** Provided text **
>> start

Morningstar said the only question for Lakeland would be how much below 2-percent it would be. He said the district is one of the few not struggling to stay under the cap. Elsewhere some districts have had to lay off as many as 50 employees to slash spending aggressively enough to come in under the cap.

"We’re not in that situation," Morningstar said. "I think if we do things right, we’re going to be OK for the next couple of years."

Superintendent of Schools Dr. George Stone said he could "understand the desire to have a cap on taxes, but if we don’t balance the issues, it’s going to be the same kind of thing, year after year: reducing [spending] further and further until there’s nothing left to take from."

While "the cap" is nominally fixed at 2 percent over the prior year’s levy, a welter of exceptions, adjustments and exclusions can raise the final figure by a percentage point or more yet remain within the law’s strictures. A district may also present to the voters a budget that exceeds the cap, but it must announce that fact and it must obtain the approval of 60 percent of the voters, not just one more than half of them.

Core Curriculum Standards advance

Christopher Ruggiero, director of the math curriculum for grades K-12, updated the board on his progress in meeting the state’s new Core Curriculum Standards.

Part of a national effort, the standards are designed to define an essentially uniform, coast-to-coast level of minimum educational excellence. So far, New York and 43 other states have agreed to install the standards, which spell out what students are expected to learn before they graduate. Each district, however, will continue to design its own curriculum, tweaked as needed to accomplish the educational goals prescribed by the standards.

Ruggiero likened Lakeland’s changes to those of "a house being remodeled, not built from the ground up." The curriculum will remain "pretty much" the way it is now, he said, with a few differences.

>> end

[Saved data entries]

>> start

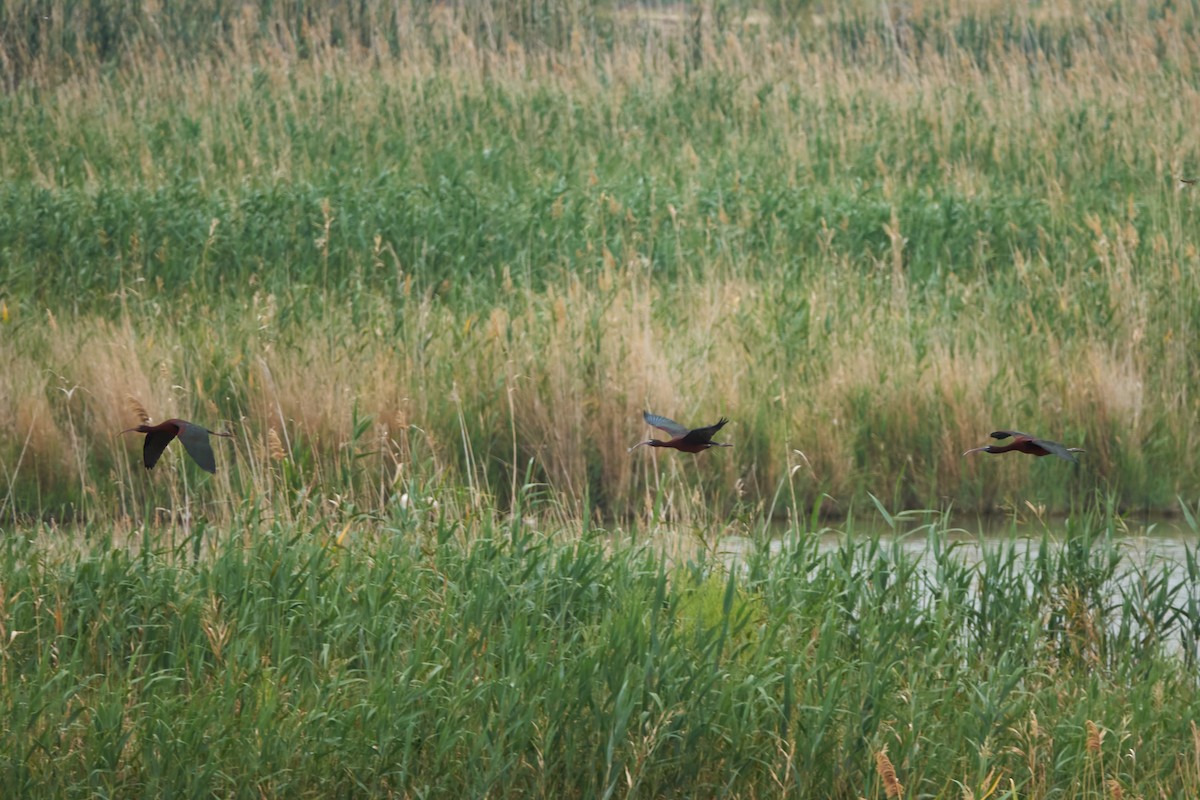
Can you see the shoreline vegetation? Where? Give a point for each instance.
(430, 262)
(467, 245)
(424, 655)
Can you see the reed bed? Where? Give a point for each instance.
(418, 244)
(423, 655)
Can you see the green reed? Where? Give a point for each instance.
(413, 654)
(868, 239)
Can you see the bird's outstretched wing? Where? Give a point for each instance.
(156, 441)
(196, 443)
(665, 425)
(1005, 434)
(701, 435)
(1056, 449)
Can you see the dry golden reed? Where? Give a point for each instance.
(1095, 738)
(274, 446)
(892, 787)
(137, 409)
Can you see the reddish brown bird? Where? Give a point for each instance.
(1026, 444)
(193, 438)
(694, 440)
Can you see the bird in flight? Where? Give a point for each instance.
(687, 440)
(193, 438)
(1026, 444)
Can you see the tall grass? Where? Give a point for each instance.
(460, 257)
(415, 656)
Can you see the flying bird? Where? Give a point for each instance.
(687, 440)
(193, 438)
(1026, 444)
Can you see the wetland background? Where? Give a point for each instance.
(430, 262)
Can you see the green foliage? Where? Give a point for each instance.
(867, 234)
(393, 660)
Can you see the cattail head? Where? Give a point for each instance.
(137, 409)
(892, 787)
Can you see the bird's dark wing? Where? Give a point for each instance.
(700, 435)
(1056, 449)
(1005, 434)
(196, 441)
(156, 441)
(665, 425)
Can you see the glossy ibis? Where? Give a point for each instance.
(193, 438)
(694, 440)
(1026, 444)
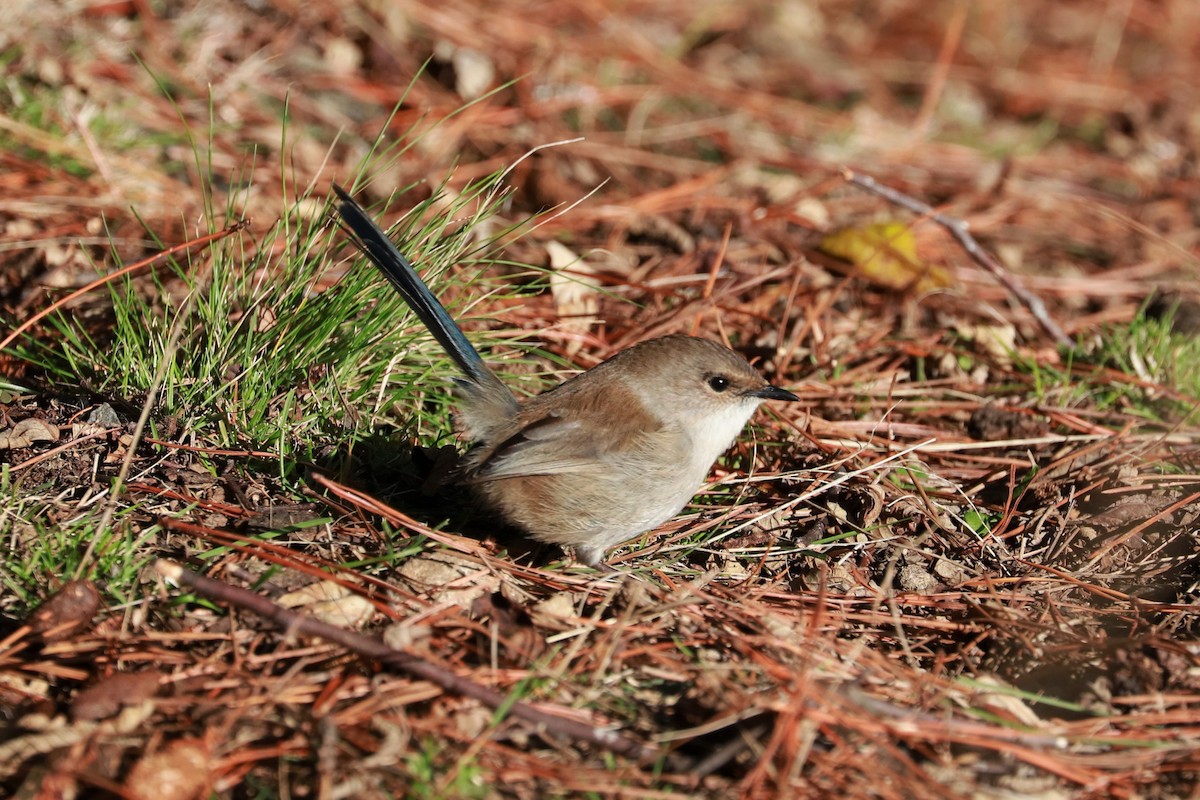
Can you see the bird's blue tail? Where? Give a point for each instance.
(376, 245)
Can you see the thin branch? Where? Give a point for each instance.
(415, 666)
(958, 229)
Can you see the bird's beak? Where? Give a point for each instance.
(772, 392)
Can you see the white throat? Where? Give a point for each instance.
(712, 433)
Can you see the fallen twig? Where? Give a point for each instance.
(415, 666)
(958, 229)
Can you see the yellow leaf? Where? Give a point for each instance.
(886, 253)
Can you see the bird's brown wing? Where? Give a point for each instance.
(573, 438)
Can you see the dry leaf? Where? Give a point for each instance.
(886, 253)
(111, 695)
(180, 771)
(66, 612)
(330, 602)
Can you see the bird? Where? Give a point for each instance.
(605, 456)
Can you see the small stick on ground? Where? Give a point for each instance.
(415, 666)
(958, 229)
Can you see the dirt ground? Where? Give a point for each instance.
(965, 564)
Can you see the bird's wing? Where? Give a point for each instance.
(571, 439)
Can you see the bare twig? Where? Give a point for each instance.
(415, 666)
(958, 228)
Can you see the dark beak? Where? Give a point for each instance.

>> end

** Task instructions **
A. According to the Lakeland schools article, what share of voters must approve a district budget that exceeds the cap?
B. Return, word for word, everything in the Lakeland schools article from "Christopher Ruggiero, director" down to "a few differences.".
This listing comes from a different source than the Lakeland schools article.

** Outputs for the tasks **
A. 60 percent of the voters.

B.
Christopher Ruggiero, director of the math curriculum for grades K-12, updated the board on his progress in meeting the state’s new Core Curriculum Standards.

Part of a national effort, the standards are designed to define an essentially uniform, coast-to-coast level of minimum educational excellence. So far, New York and 43 other states have agreed to install the standards, which spell out what students are expected to learn before they graduate. Each district, however, will continue to design its own curriculum, tweaked as needed to accomplish the educational goals prescribed by the standards.

Ruggiero likened Lakeland’s changes to those of "a house being remodeled, not built from the ground up." The curriculum will remain "pretty much" the way it is now, he said, with a few differences.